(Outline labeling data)
>>>

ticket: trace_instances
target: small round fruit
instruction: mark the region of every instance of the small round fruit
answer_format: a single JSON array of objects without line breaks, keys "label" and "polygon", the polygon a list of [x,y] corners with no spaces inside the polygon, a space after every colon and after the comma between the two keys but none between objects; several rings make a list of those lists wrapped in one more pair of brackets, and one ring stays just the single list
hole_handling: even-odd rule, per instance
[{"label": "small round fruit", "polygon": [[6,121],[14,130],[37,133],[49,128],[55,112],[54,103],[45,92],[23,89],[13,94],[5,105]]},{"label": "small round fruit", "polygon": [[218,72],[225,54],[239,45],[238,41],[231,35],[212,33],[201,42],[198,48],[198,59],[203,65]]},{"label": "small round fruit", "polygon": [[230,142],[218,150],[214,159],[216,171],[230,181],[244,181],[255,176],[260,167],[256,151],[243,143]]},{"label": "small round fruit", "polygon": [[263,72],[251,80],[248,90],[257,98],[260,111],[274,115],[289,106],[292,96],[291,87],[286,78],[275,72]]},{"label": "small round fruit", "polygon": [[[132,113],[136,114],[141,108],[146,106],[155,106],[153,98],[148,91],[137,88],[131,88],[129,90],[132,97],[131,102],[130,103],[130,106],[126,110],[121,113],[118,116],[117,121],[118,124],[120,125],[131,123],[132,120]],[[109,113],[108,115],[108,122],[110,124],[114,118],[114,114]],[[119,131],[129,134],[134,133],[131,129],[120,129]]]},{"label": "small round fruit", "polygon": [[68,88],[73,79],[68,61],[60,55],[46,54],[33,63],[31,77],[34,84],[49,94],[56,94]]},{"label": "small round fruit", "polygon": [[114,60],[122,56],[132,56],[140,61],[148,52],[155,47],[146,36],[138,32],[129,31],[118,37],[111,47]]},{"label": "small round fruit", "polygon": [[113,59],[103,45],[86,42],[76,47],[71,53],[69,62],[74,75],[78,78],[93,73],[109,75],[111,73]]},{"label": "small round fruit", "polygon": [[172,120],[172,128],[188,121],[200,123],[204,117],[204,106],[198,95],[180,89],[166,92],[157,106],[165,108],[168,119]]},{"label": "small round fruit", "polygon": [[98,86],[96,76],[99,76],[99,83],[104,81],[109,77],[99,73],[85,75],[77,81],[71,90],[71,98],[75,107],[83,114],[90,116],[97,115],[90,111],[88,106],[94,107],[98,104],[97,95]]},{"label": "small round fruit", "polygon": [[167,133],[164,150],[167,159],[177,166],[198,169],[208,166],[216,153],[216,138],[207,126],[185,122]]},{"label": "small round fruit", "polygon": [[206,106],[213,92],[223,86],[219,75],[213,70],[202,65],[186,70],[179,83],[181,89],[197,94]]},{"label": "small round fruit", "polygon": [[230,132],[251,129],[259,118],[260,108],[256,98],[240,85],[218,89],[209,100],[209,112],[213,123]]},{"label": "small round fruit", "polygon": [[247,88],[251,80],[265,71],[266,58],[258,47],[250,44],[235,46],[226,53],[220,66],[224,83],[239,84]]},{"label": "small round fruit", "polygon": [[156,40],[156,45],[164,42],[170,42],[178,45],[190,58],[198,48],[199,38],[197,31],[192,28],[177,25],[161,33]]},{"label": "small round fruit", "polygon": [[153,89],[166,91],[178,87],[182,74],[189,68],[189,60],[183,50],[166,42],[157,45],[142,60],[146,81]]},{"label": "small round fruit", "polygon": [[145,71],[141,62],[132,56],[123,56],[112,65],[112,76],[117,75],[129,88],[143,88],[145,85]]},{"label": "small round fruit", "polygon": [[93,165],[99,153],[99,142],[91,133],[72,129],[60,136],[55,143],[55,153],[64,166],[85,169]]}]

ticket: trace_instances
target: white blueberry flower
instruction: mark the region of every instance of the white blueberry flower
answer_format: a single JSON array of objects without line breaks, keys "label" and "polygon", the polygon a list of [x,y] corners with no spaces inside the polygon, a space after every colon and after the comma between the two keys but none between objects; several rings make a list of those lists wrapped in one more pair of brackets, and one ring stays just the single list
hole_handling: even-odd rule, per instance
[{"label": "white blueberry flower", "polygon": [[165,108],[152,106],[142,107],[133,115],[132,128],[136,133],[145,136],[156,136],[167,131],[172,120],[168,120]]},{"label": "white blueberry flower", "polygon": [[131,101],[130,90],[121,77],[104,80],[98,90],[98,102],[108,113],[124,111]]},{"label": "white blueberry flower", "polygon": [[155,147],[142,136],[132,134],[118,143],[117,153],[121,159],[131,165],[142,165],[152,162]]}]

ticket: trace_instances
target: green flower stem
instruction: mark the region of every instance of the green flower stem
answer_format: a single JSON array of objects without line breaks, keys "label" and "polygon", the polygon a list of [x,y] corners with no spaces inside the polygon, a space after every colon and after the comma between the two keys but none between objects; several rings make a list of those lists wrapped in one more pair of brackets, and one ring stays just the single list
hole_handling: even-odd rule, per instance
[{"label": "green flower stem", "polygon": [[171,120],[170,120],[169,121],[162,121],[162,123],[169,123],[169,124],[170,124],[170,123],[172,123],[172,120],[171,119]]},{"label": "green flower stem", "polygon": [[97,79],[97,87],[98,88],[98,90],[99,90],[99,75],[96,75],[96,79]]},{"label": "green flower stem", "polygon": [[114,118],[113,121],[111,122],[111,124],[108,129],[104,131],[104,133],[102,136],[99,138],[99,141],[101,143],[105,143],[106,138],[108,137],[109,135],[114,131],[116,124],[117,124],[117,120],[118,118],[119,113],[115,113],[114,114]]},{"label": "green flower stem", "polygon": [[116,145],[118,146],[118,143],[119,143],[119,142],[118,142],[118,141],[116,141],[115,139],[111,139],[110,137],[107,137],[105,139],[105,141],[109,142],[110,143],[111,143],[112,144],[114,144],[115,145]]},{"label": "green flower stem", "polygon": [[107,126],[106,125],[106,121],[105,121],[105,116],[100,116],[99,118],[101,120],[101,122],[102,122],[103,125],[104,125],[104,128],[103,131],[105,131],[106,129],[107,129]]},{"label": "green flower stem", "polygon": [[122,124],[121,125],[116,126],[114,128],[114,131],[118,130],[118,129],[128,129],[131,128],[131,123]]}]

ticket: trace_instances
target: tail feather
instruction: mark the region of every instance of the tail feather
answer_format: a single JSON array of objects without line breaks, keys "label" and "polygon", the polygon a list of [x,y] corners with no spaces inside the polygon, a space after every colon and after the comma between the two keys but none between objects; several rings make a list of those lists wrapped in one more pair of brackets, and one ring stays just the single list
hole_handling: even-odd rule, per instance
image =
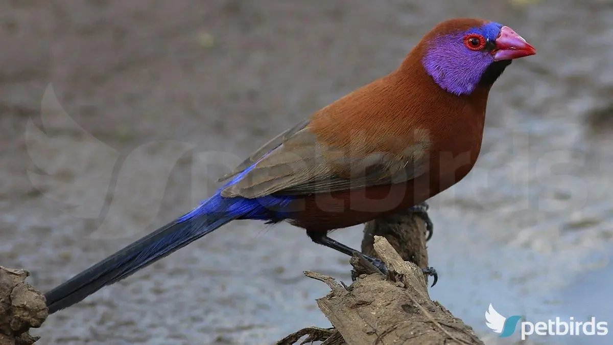
[{"label": "tail feather", "polygon": [[49,314],[81,301],[236,218],[227,213],[204,214],[167,224],[45,293]]}]

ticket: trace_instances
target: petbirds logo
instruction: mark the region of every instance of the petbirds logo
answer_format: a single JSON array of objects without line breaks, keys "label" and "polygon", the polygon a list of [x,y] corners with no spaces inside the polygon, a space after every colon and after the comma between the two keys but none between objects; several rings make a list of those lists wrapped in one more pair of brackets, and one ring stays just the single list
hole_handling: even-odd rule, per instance
[{"label": "petbirds logo", "polygon": [[[500,338],[511,336],[515,333],[515,328],[522,317],[513,315],[504,317],[496,311],[490,303],[485,311],[485,325],[493,331],[500,333]],[[536,333],[538,335],[606,335],[609,333],[607,322],[596,321],[592,316],[589,321],[576,321],[571,316],[568,321],[563,321],[559,317],[555,320],[548,320],[546,322],[539,321],[533,323],[529,321],[521,322],[522,340],[526,336]]]}]

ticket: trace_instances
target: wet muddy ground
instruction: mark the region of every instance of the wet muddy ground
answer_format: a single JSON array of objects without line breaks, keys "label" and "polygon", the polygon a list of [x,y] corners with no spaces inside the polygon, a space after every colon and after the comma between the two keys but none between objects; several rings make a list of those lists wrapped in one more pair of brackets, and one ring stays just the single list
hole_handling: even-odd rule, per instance
[{"label": "wet muddy ground", "polygon": [[[40,289],[190,209],[436,23],[481,17],[539,53],[494,87],[474,169],[432,200],[431,295],[489,344],[511,343],[485,327],[490,303],[613,321],[611,1],[50,2],[0,2],[0,264]],[[333,236],[357,246],[361,228]],[[349,280],[347,258],[300,230],[233,223],[52,316],[39,343],[270,344],[329,325],[314,301],[327,288],[305,269]]]}]

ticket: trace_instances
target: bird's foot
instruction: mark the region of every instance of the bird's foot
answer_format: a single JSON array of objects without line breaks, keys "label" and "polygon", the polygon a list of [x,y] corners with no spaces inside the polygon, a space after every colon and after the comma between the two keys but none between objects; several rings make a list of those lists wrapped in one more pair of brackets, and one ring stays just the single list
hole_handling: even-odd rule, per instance
[{"label": "bird's foot", "polygon": [[[375,266],[381,271],[382,273],[386,275],[387,274],[387,267],[385,265],[385,263],[384,263],[383,261],[366,254],[362,255],[364,257],[365,259],[375,265]],[[430,287],[436,285],[436,282],[438,281],[438,273],[436,273],[436,270],[433,267],[426,267],[425,268],[422,268],[421,270],[422,273],[424,274],[427,274],[432,277],[433,281],[432,282],[432,285]]]},{"label": "bird's foot", "polygon": [[409,209],[413,212],[413,214],[421,218],[425,223],[426,241],[429,241],[430,238],[432,238],[432,234],[434,233],[434,224],[432,223],[432,220],[428,215],[428,209],[429,208],[430,206],[428,203],[424,201]]}]

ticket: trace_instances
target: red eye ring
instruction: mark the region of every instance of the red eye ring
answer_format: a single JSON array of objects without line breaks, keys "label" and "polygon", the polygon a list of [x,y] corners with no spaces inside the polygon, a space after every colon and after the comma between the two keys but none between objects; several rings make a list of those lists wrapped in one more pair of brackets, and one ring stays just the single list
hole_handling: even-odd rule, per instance
[{"label": "red eye ring", "polygon": [[485,37],[479,34],[468,34],[464,36],[464,45],[471,50],[481,50],[485,47]]}]

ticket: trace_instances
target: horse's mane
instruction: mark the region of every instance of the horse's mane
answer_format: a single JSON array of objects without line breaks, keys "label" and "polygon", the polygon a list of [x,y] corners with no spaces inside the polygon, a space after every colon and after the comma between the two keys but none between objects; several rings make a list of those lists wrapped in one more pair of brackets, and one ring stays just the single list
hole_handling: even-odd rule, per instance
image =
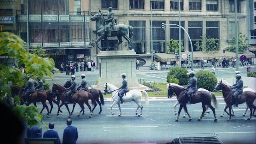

<<<

(Exercise details):
Please filter the data above down to every line that contains the string "mane", and copy each of those lines unchanged.

(Solution):
target: horse's mane
instruction: mark the region of every instance of the horse's mane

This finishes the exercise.